-- Selected extract start --
Obtain the Laurent expansions of $1/(z+i)$ valid for |z|>1

Question

Background Wunsch-Complex Variables 3e 5.6#6

My attempt: $\sum_{0}^\infty\frac{1}{z}\left (\frac{-i}{z}\right )^n=(\frac{1}{z}-\frac{i}{z^2}-\frac{1}{z^3}+\frac{i}{z^4}\dots)$

Author's solution: $\sum_{-\infty}^{-1}(\color{red}{-1})\left ((-i)^{1-n}z^n\right )=(\frac{1}{z}-\frac{i}{z^2}+\frac{i^2}{z^3}+\frac{\color{red}{i^3}}{z^4}\dots)$

Did I make a mistake? Where did red -1 come from?

I can show my steps but it's just a straight forward application of the formula you can find here as described by Markus Scheuer.

Answer 1

Your formula is fine, so is the authors. They just use a different enumeration. The two ways are related by $n\mapsto -1-n$. Starting with $1-(-1)=2$ they add the factor $(-1)=i^2$ in front. There is indeed a sign misprint regarding their coefficient to $z^{-4}$. I think yours is more clear.

Answer 2

First put $$\omega=\frac{1}{z}$$ Function becomes $$\frac{\omega}{\omega+i}\\$$ Now expanding$ \frac{1}{\omega+i} $by binomial theorem we get $$\frac{1}{\omega+i}=1-i\omega+({i\omega})^2-......\\$$ now put this result in modified function and replace $\omega=\frac{1}{z}$
-- Selected extract end --
• What you should do:
Please answer these questions on the Laurent expansion thread:
1. Which book and exercise does the question give as background?
2. According to Answer 1, what substitution relates the asker's enumeration to the author's?
3. In Answer 2, what is ω first set equal to?
The data is not needed here.
-- Provided information start --
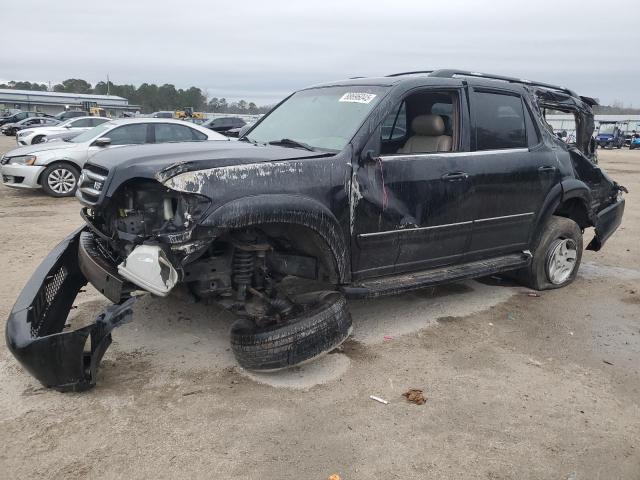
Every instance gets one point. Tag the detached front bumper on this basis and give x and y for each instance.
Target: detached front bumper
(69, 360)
-- Provided information end --
-- Provided information start --
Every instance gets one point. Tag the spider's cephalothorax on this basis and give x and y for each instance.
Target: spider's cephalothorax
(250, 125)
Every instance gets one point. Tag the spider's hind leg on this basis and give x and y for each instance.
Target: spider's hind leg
-- Provided information end --
• Solution:
1. Wunsch, Complex Variables 3e, 5.6#6.
2. $n\mapsto -1-n$.
3. $\frac{1}{z}$.